* [Exercise requirements]: Your job with the data below is to output exactly the lines from the one holding "box: [1265, 231, 1422, 499]" down to the one holding "positive clicks: (1286, 242)", both included, and no others.
• • • • •
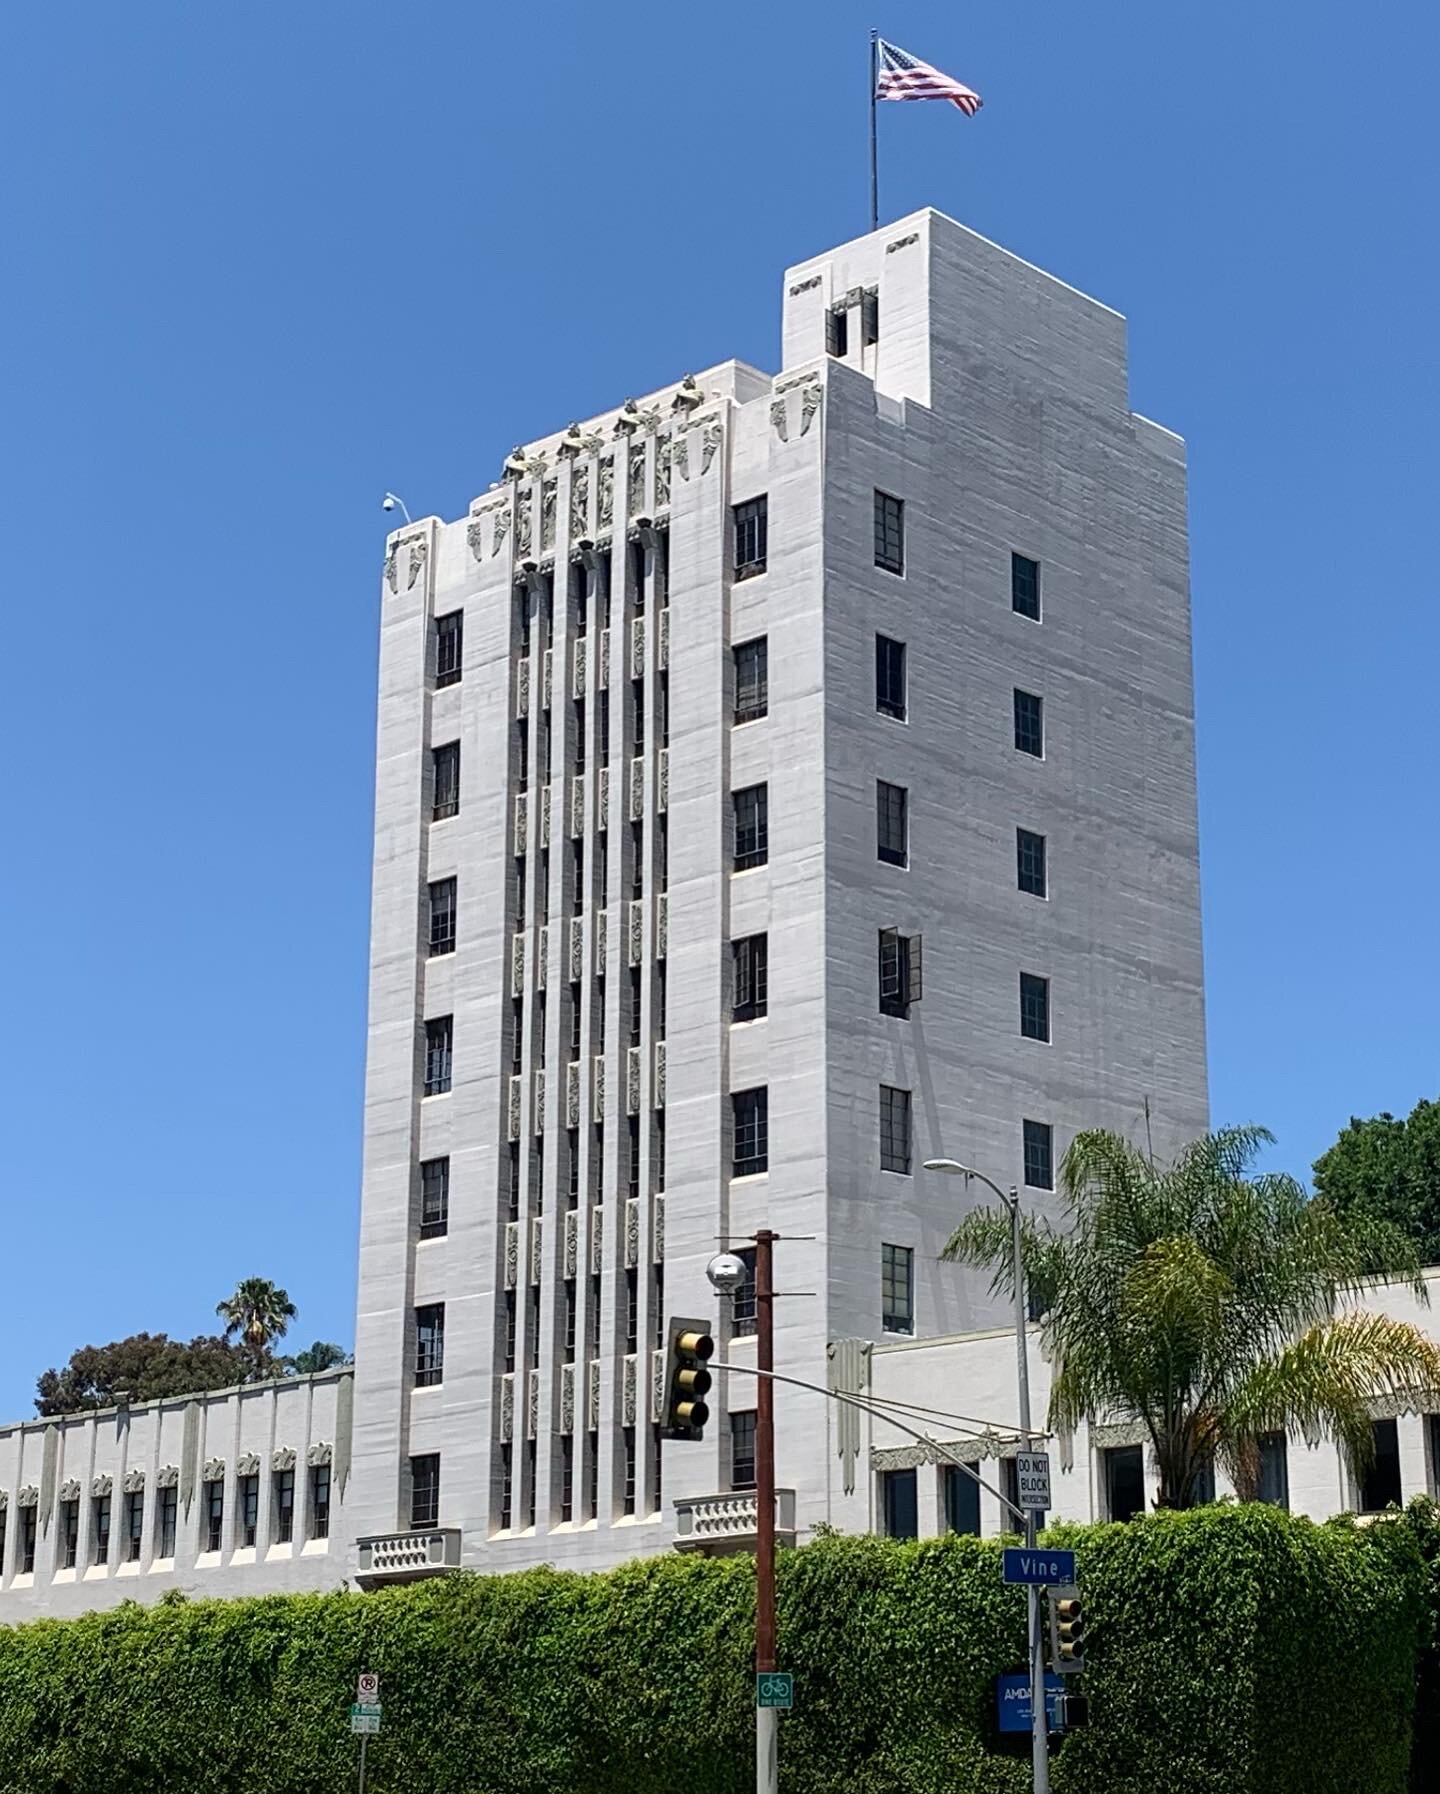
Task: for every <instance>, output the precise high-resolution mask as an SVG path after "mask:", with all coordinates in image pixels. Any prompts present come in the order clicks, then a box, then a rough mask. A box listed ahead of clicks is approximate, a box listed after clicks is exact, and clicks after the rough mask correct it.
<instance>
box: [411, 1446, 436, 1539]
mask: <svg viewBox="0 0 1440 1794" xmlns="http://www.w3.org/2000/svg"><path fill="white" fill-rule="evenodd" d="M438 1525H439V1451H427V1453H425V1455H423V1457H414V1459H411V1527H414V1528H418V1527H438Z"/></svg>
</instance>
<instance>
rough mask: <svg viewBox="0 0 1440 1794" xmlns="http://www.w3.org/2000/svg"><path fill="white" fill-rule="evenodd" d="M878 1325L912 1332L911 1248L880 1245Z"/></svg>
mask: <svg viewBox="0 0 1440 1794" xmlns="http://www.w3.org/2000/svg"><path fill="white" fill-rule="evenodd" d="M880 1328H882V1329H884V1331H886V1333H915V1249H913V1247H907V1245H882V1247H880Z"/></svg>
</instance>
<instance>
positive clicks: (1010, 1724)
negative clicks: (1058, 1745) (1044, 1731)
mask: <svg viewBox="0 0 1440 1794" xmlns="http://www.w3.org/2000/svg"><path fill="white" fill-rule="evenodd" d="M1063 1697H1065V1685H1063V1683H1062V1681H1060V1677H1058V1676H1051V1674H1049V1672H1047V1674H1045V1720H1047V1722H1049V1729H1051V1731H1060V1729H1062V1724H1063V1719H1062V1713H1063V1708H1062V1701H1063ZM995 1720H997V1724H999V1729H1001V1731H1029V1722H1031V1706H1029V1676H1024V1674H1020V1676H997V1677H995Z"/></svg>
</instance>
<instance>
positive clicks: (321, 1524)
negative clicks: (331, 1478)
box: [310, 1464, 330, 1539]
mask: <svg viewBox="0 0 1440 1794" xmlns="http://www.w3.org/2000/svg"><path fill="white" fill-rule="evenodd" d="M310 1537H312V1539H328V1537H330V1466H328V1464H316V1466H314V1467H312V1471H310Z"/></svg>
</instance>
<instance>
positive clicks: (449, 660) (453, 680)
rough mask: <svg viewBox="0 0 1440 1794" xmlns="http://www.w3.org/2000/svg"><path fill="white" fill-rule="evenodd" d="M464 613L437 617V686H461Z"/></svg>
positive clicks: (436, 636)
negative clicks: (462, 646) (440, 616)
mask: <svg viewBox="0 0 1440 1794" xmlns="http://www.w3.org/2000/svg"><path fill="white" fill-rule="evenodd" d="M463 640H464V612H463V610H452V612H448V614H447V615H443V617H436V685H459V678H461V644H463Z"/></svg>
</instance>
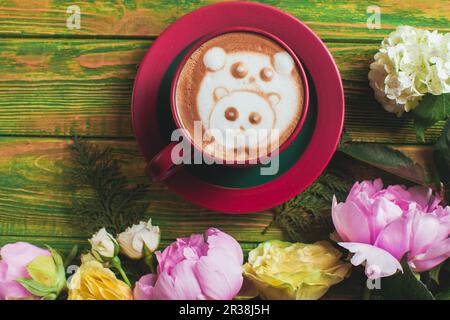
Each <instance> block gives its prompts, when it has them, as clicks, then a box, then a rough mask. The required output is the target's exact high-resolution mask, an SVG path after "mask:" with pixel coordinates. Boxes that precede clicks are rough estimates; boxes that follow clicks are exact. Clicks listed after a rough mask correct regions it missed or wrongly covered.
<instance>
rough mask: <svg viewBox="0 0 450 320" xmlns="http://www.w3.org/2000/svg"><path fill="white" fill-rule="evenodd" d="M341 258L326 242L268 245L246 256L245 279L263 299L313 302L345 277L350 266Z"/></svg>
mask: <svg viewBox="0 0 450 320" xmlns="http://www.w3.org/2000/svg"><path fill="white" fill-rule="evenodd" d="M341 256H342V253H341V252H340V251H339V250H337V249H336V248H334V247H333V246H332V245H331V244H330V243H329V242H327V241H319V242H316V243H314V244H304V243H290V242H283V241H278V240H272V241H267V242H264V243H261V244H260V245H259V246H258V247H257V248H255V249H253V250H252V251H251V252H250V253H249V257H248V262H247V263H246V264H245V265H244V277H245V279H246V281H247V282H248V283H247V285H249V286H250V287H252V288H253V290H254V291H255V292H257V293H258V294H259V295H260V296H261V297H262V298H264V299H270V300H277V299H278V300H280V299H285V300H315V299H319V298H320V297H322V296H323V295H324V294H325V293H326V292H327V291H328V289H329V288H330V287H331V286H332V285H335V284H337V283H339V282H341V281H342V280H344V279H345V278H346V277H347V276H348V274H349V272H350V268H351V265H350V264H349V263H345V262H343V261H341Z"/></svg>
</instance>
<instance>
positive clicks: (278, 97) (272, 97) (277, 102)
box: [267, 93, 281, 107]
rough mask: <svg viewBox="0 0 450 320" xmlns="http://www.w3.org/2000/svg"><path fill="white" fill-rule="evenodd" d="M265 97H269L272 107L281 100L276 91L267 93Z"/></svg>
mask: <svg viewBox="0 0 450 320" xmlns="http://www.w3.org/2000/svg"><path fill="white" fill-rule="evenodd" d="M267 97H268V98H269V101H270V105H271V106H272V107H275V106H276V105H277V104H278V103H279V102H280V100H281V97H280V95H279V94H278V93H269V94H268V95H267Z"/></svg>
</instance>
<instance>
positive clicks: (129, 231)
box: [117, 219, 160, 259]
mask: <svg viewBox="0 0 450 320" xmlns="http://www.w3.org/2000/svg"><path fill="white" fill-rule="evenodd" d="M159 239H160V232H159V227H157V226H152V220H151V219H150V220H148V222H144V221H141V222H139V224H135V225H133V226H131V227H130V228H127V229H126V230H125V231H124V232H122V233H121V234H119V235H118V237H117V241H118V242H119V245H120V250H121V252H122V253H123V254H125V255H127V256H128V257H130V258H131V259H141V258H142V257H143V256H144V249H146V250H147V251H148V252H150V253H151V252H154V251H155V250H156V249H157V248H158V245H159Z"/></svg>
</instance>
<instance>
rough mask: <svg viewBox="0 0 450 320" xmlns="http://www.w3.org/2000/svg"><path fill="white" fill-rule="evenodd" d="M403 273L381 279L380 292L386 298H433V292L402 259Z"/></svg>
mask: <svg viewBox="0 0 450 320" xmlns="http://www.w3.org/2000/svg"><path fill="white" fill-rule="evenodd" d="M402 268H403V273H397V274H395V275H393V276H391V277H387V278H383V279H382V280H381V293H382V296H383V297H384V298H385V299H388V300H435V298H434V296H433V294H432V293H431V292H430V290H428V288H427V287H426V286H425V284H424V283H423V282H421V281H420V280H419V279H418V277H416V275H415V274H414V273H413V272H412V271H411V269H410V268H409V265H408V263H407V262H406V260H405V259H404V260H403V261H402Z"/></svg>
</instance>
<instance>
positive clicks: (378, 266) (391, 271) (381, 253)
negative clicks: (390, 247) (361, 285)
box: [338, 242, 403, 279]
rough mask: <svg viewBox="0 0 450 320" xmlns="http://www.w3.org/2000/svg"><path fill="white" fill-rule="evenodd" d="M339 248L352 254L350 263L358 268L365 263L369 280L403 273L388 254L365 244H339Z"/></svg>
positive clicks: (399, 264)
mask: <svg viewBox="0 0 450 320" xmlns="http://www.w3.org/2000/svg"><path fill="white" fill-rule="evenodd" d="M338 244H339V245H340V246H342V247H344V248H346V249H347V250H348V251H350V252H352V253H354V256H353V257H352V259H351V263H352V264H353V265H354V266H359V265H360V264H362V263H364V262H365V266H366V275H367V277H368V278H369V279H377V278H382V277H389V276H391V275H393V274H395V273H396V272H397V270H400V271H403V269H402V266H401V265H400V263H399V262H398V260H397V259H395V258H394V257H393V256H392V255H391V254H390V253H389V252H387V251H385V250H383V249H381V248H378V247H375V246H371V245H368V244H365V243H355V242H339V243H338Z"/></svg>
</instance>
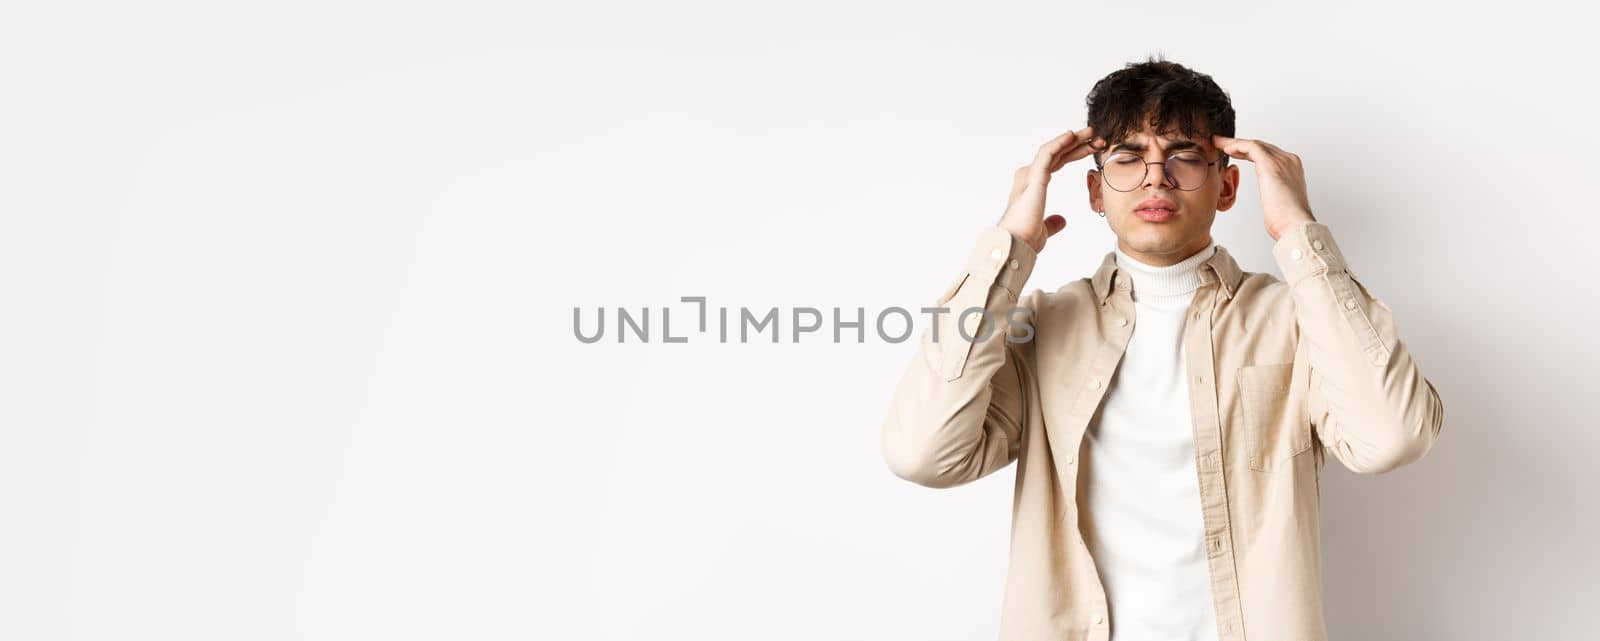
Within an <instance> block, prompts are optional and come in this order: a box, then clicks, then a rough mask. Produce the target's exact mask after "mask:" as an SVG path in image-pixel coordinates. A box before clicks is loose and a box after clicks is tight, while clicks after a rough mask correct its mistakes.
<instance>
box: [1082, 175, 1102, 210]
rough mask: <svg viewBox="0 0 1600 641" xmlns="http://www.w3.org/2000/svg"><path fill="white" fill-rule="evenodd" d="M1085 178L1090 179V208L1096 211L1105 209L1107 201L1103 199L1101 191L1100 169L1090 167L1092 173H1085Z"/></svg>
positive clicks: (1083, 177) (1088, 183) (1085, 178)
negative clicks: (1101, 195)
mask: <svg viewBox="0 0 1600 641" xmlns="http://www.w3.org/2000/svg"><path fill="white" fill-rule="evenodd" d="M1083 179H1085V181H1088V185H1090V209H1094V211H1101V209H1104V208H1106V203H1104V201H1102V200H1101V192H1099V171H1094V169H1090V173H1088V174H1085V176H1083Z"/></svg>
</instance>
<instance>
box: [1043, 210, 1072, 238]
mask: <svg viewBox="0 0 1600 641" xmlns="http://www.w3.org/2000/svg"><path fill="white" fill-rule="evenodd" d="M1062 229H1067V217H1066V216H1061V214H1053V216H1046V217H1045V237H1046V238H1048V237H1053V235H1056V232H1061V230H1062Z"/></svg>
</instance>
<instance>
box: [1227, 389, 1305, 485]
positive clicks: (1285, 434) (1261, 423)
mask: <svg viewBox="0 0 1600 641" xmlns="http://www.w3.org/2000/svg"><path fill="white" fill-rule="evenodd" d="M1293 379H1294V363H1272V364H1246V366H1243V368H1240V369H1238V390H1240V392H1238V395H1240V396H1238V398H1240V404H1242V408H1240V411H1242V412H1240V419H1242V420H1243V432H1242V436H1243V441H1245V448H1243V449H1245V456H1246V457H1248V459H1250V468H1251V470H1256V472H1272V470H1275V468H1280V467H1285V465H1288V462H1290V459H1293V457H1296V456H1299V454H1304V452H1307V451H1309V449H1310V422H1309V420H1307V417H1306V416H1304V412H1302V411H1301V408H1299V404H1301V403H1299V401H1301V400H1299V398H1298V396H1296V395H1294V393H1293V390H1294V388H1293Z"/></svg>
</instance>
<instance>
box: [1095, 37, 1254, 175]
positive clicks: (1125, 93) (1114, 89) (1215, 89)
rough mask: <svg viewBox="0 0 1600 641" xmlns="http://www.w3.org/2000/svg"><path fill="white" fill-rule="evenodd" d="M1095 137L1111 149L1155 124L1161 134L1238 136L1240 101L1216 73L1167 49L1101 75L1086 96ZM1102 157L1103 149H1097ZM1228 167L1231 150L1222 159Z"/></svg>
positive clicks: (1190, 135) (1223, 155) (1152, 127)
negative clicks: (1237, 122)
mask: <svg viewBox="0 0 1600 641" xmlns="http://www.w3.org/2000/svg"><path fill="white" fill-rule="evenodd" d="M1085 104H1086V106H1088V112H1090V123H1088V125H1090V126H1093V128H1094V136H1096V137H1102V139H1106V149H1110V145H1115V144H1122V142H1123V141H1126V139H1128V136H1133V134H1134V133H1139V131H1142V129H1144V125H1146V123H1149V125H1150V126H1152V128H1155V131H1157V133H1158V134H1170V133H1171V131H1173V129H1174V128H1176V129H1178V131H1179V133H1182V134H1184V136H1187V137H1192V139H1200V137H1205V136H1210V134H1222V136H1227V137H1234V102H1232V101H1229V98H1227V93H1226V91H1222V88H1221V86H1218V85H1216V82H1214V80H1211V77H1210V75H1205V74H1200V72H1195V70H1192V69H1189V67H1184V66H1181V64H1178V62H1168V61H1166V59H1165V58H1163V56H1162V54H1157V56H1154V58H1147V59H1146V61H1144V62H1128V64H1126V66H1125V67H1122V69H1118V70H1115V72H1112V74H1110V75H1107V77H1104V78H1101V80H1099V82H1098V83H1094V88H1093V90H1090V94H1088V98H1086V99H1085ZM1094 160H1096V161H1101V160H1104V158H1101V153H1099V152H1096V153H1094ZM1219 160H1221V161H1222V163H1221V166H1227V155H1226V153H1224V155H1222V157H1221V158H1219Z"/></svg>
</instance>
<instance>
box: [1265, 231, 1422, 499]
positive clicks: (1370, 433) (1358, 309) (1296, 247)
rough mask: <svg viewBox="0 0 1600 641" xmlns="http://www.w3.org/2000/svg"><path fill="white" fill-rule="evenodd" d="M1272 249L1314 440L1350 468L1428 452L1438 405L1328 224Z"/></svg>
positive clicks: (1286, 242)
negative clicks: (1278, 270)
mask: <svg viewBox="0 0 1600 641" xmlns="http://www.w3.org/2000/svg"><path fill="white" fill-rule="evenodd" d="M1272 256H1274V259H1275V261H1277V264H1278V267H1280V269H1282V272H1283V277H1285V281H1286V283H1288V286H1290V291H1291V294H1293V299H1294V318H1296V323H1298V326H1299V339H1301V342H1302V344H1304V345H1302V347H1306V358H1307V360H1309V366H1310V368H1309V369H1310V377H1309V385H1310V390H1309V395H1307V398H1309V401H1307V403H1309V412H1310V422H1312V425H1314V427H1315V430H1317V436H1318V440H1320V441H1322V444H1323V448H1325V449H1326V451H1328V452H1331V454H1333V456H1334V457H1336V459H1339V462H1342V464H1344V465H1346V467H1347V468H1350V470H1352V472H1357V473H1382V472H1389V470H1394V468H1397V467H1402V465H1406V464H1411V462H1414V460H1418V459H1421V457H1422V456H1424V454H1427V451H1429V449H1430V448H1432V446H1434V443H1435V441H1437V440H1438V432H1440V427H1443V420H1445V406H1443V403H1442V401H1440V398H1438V392H1437V390H1434V384H1432V382H1429V380H1427V379H1426V377H1424V376H1422V372H1421V369H1419V368H1418V364H1416V360H1413V358H1411V352H1410V350H1408V348H1406V345H1405V342H1402V340H1400V336H1398V332H1397V328H1395V320H1394V312H1392V310H1390V309H1389V305H1386V304H1384V302H1382V301H1379V299H1378V297H1376V296H1373V294H1371V293H1370V291H1368V289H1366V286H1365V285H1363V283H1362V281H1360V280H1357V277H1355V275H1354V273H1352V272H1350V269H1349V265H1347V264H1346V261H1344V254H1342V253H1341V251H1339V245H1338V243H1336V241H1334V240H1333V233H1330V230H1328V225H1325V224H1322V222H1302V224H1299V225H1296V227H1293V229H1290V230H1286V232H1283V235H1282V237H1278V240H1277V243H1275V245H1274V246H1272Z"/></svg>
• • • • •
* [Expected answer]:
box: [1265, 231, 1422, 499]
positive clicks: (1370, 433) (1358, 309) (1296, 247)
rough mask: <svg viewBox="0 0 1600 641" xmlns="http://www.w3.org/2000/svg"><path fill="white" fill-rule="evenodd" d="M1272 249L1314 440L1350 468L1428 452L1438 405L1328 224Z"/></svg>
positive clicks: (1286, 242)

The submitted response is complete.